The new accelerator centre FAIR (Facility for Antiproton and Ion Research) in Darmstadt will provide novel insights into the structure of matter and evolution of the universe for research with antiprotons and ion beams. Within the billion-euro project, Forschungszentrum Jülich is responsible for construction of the high-energy storage ring (HESR) and will contribute its know-how in handling protons and antiprotons as well as its experience with accelerator and hadron physics from the COSY accelerator at Jülich. Physicists hope to acquire new insights about processes between elementary particles, such as quarks and gluons.

FAIR will be used to produce cosmic matter in the laboratory. That is to say, scientists from all over the world will be moving into new dimensions in matter, such as antimatter or hot stellar matter. They will develop new supercomputers for their basic research and they expect to achieve breakthroughs in nanomaterials as well as in biomedical applications.

+ + + + +

▸ ACTIVITY
Continue the passage on the FAIR accelerator center, starting after its final sentence.

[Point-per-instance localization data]
+ + + + +

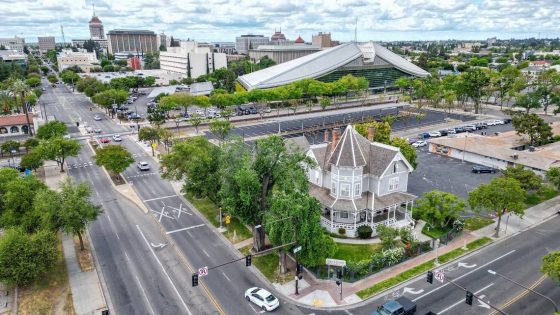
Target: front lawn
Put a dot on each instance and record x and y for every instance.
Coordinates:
(477, 223)
(356, 252)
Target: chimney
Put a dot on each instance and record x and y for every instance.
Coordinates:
(371, 133)
(336, 137)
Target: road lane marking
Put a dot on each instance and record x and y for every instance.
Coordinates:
(146, 200)
(520, 295)
(164, 271)
(464, 275)
(184, 229)
(144, 294)
(463, 300)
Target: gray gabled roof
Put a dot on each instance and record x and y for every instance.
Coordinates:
(348, 151)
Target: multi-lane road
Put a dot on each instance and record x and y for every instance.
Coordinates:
(147, 259)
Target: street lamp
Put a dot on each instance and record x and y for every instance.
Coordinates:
(492, 272)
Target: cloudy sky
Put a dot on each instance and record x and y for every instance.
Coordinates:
(222, 20)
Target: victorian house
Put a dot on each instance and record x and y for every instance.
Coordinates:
(358, 181)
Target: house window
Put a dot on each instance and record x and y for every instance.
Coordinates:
(393, 183)
(357, 189)
(345, 190)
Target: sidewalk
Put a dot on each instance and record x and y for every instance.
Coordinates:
(87, 293)
(326, 294)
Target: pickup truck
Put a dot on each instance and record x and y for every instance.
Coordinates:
(400, 306)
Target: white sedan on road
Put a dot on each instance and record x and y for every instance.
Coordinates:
(262, 298)
(420, 143)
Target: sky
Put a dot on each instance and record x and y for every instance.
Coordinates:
(223, 20)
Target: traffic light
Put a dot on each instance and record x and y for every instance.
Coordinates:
(468, 298)
(430, 277)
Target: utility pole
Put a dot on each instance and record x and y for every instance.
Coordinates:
(492, 272)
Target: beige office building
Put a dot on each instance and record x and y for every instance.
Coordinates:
(140, 41)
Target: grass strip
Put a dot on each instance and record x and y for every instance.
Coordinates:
(413, 272)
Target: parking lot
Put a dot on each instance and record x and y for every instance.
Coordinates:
(435, 171)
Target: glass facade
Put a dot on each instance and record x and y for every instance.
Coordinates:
(378, 77)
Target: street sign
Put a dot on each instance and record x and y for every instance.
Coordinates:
(203, 271)
(335, 262)
(439, 275)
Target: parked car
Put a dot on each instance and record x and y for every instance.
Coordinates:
(400, 306)
(420, 143)
(143, 166)
(434, 134)
(483, 169)
(262, 298)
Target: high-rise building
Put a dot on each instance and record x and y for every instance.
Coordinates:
(46, 43)
(191, 60)
(15, 43)
(244, 43)
(134, 41)
(96, 28)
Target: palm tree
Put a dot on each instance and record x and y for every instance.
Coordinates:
(18, 87)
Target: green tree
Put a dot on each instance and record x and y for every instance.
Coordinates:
(114, 158)
(532, 126)
(439, 209)
(526, 178)
(150, 134)
(52, 129)
(551, 265)
(553, 176)
(76, 210)
(196, 162)
(32, 160)
(220, 128)
(24, 258)
(58, 149)
(295, 217)
(501, 194)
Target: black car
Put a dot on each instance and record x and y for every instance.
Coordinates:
(483, 169)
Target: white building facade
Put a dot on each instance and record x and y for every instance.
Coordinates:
(191, 60)
(359, 182)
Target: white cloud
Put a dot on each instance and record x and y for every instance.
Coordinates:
(223, 20)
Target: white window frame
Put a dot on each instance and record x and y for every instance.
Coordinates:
(357, 189)
(393, 183)
(343, 188)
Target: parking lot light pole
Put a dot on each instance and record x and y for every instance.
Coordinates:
(492, 272)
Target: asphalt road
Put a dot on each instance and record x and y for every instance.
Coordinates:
(200, 244)
(518, 258)
(140, 278)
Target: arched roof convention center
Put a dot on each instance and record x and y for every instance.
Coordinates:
(371, 60)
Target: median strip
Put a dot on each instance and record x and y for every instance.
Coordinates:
(413, 272)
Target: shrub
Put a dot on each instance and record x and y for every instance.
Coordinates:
(364, 231)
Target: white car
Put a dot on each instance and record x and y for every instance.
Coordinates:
(143, 166)
(262, 298)
(420, 143)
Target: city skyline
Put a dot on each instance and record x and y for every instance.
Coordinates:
(377, 20)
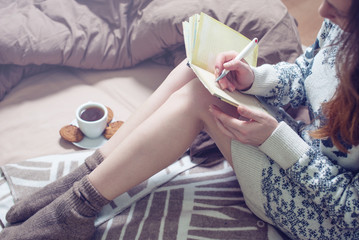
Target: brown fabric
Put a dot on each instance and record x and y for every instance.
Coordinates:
(70, 216)
(193, 202)
(113, 34)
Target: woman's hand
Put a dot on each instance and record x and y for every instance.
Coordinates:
(240, 77)
(251, 128)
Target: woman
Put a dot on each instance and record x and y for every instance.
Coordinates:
(303, 179)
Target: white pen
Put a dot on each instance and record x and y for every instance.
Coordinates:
(240, 56)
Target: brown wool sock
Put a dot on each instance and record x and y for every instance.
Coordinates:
(28, 206)
(70, 216)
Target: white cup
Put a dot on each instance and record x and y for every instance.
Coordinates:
(92, 119)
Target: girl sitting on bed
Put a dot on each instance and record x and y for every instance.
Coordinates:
(303, 179)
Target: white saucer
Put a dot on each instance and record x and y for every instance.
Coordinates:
(89, 143)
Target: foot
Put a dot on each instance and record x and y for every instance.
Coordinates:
(70, 216)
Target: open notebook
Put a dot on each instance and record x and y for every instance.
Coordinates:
(205, 38)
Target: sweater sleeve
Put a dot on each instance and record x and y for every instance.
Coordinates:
(283, 83)
(330, 186)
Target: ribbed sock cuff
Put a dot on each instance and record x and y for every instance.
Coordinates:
(89, 201)
(94, 160)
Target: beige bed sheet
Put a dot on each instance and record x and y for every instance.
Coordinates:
(35, 110)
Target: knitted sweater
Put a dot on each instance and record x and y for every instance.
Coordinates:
(306, 187)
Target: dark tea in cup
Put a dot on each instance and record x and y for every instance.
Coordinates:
(92, 119)
(92, 114)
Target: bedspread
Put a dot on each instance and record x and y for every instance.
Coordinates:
(115, 34)
(187, 200)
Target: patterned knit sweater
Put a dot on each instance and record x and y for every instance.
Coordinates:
(306, 187)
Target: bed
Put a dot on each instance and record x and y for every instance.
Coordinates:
(56, 55)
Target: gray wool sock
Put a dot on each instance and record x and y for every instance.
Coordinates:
(70, 216)
(28, 206)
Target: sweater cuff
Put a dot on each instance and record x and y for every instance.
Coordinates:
(265, 79)
(284, 146)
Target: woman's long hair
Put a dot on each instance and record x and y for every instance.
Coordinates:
(342, 111)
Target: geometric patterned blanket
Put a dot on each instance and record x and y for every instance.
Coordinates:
(184, 201)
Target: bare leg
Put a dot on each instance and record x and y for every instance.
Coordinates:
(160, 140)
(174, 81)
(151, 146)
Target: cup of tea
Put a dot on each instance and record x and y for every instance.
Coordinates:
(92, 119)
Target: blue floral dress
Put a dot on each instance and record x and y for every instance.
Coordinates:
(306, 187)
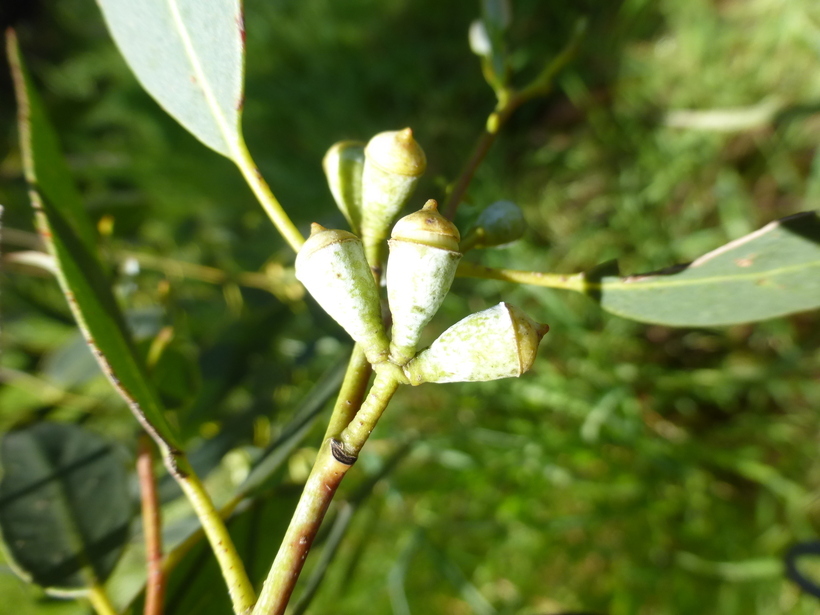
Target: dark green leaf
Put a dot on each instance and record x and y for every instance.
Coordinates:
(80, 274)
(772, 272)
(64, 505)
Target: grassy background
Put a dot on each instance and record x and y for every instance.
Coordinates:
(637, 469)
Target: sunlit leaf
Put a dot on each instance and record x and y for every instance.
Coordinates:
(189, 55)
(64, 505)
(772, 272)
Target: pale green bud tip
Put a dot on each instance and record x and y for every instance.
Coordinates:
(428, 227)
(397, 152)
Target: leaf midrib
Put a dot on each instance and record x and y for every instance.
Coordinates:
(204, 84)
(623, 284)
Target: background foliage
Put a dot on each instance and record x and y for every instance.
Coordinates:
(637, 469)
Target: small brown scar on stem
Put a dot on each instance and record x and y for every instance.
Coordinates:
(339, 453)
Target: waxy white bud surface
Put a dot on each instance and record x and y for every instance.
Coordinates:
(499, 342)
(333, 268)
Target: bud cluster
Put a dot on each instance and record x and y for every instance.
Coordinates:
(370, 184)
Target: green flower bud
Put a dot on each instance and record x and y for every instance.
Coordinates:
(500, 223)
(497, 343)
(420, 270)
(332, 266)
(393, 164)
(343, 165)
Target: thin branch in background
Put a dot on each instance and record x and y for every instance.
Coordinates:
(509, 100)
(151, 527)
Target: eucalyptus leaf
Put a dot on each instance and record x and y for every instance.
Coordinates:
(80, 273)
(772, 272)
(188, 55)
(64, 505)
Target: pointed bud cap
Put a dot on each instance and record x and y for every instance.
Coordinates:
(428, 227)
(397, 152)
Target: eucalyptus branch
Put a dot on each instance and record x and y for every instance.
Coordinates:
(335, 458)
(233, 570)
(269, 202)
(341, 524)
(151, 527)
(573, 281)
(351, 393)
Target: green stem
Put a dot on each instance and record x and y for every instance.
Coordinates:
(334, 460)
(270, 204)
(351, 393)
(358, 431)
(320, 488)
(100, 601)
(239, 586)
(574, 281)
(508, 101)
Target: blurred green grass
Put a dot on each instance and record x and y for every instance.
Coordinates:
(635, 462)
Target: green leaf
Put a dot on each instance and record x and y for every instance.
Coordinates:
(64, 505)
(772, 272)
(189, 55)
(80, 274)
(195, 586)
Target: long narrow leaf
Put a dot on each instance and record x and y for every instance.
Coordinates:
(772, 272)
(79, 272)
(189, 55)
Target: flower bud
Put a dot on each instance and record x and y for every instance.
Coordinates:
(393, 164)
(420, 270)
(332, 266)
(497, 343)
(500, 223)
(343, 165)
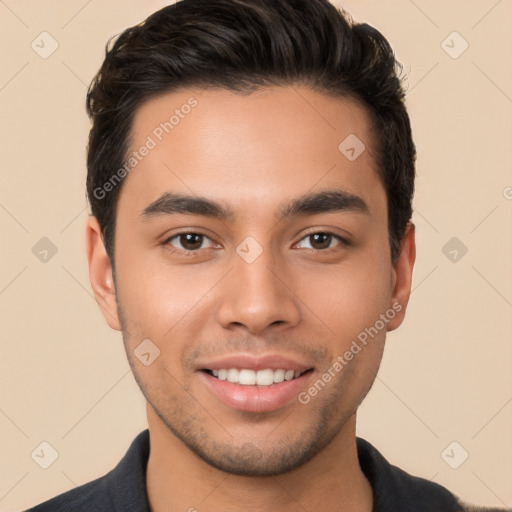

+ + + + +

▸ RESPONSE
It will thus be possible to explore antimatter at FAIR. Researchers intend to solve the puzzle of why antimatter is rarely found in the universe, except for minute residues, and why the matter familiar to us, of which we are made and which surrounds us, is "preferred".

At FAIR, researchers will also seek new forms of matter in order to track down this mysterious dark matter. Although dark matter accounts for a far larger proportion of the universe than the matter familiar to us, we are still unable to directly observe it.

Scientists also intend to use the planned facility to study how stars explode and what processes are involved. According to current ideas, chemical elements originate or have originated in gigantic stellar explosions. That is say, all matter – even ourselves – is ultimately composed of star dust, the remains of exploded stars.

FAIR can be used to generate the ion beams that occur naturally in cosmic radiation. This enables scientists to study the impact of ion beams on materials and tissue samples. In this way, they would like to test components for satellite technology and perform radiation biology experiments for manned space missions or new medical applications.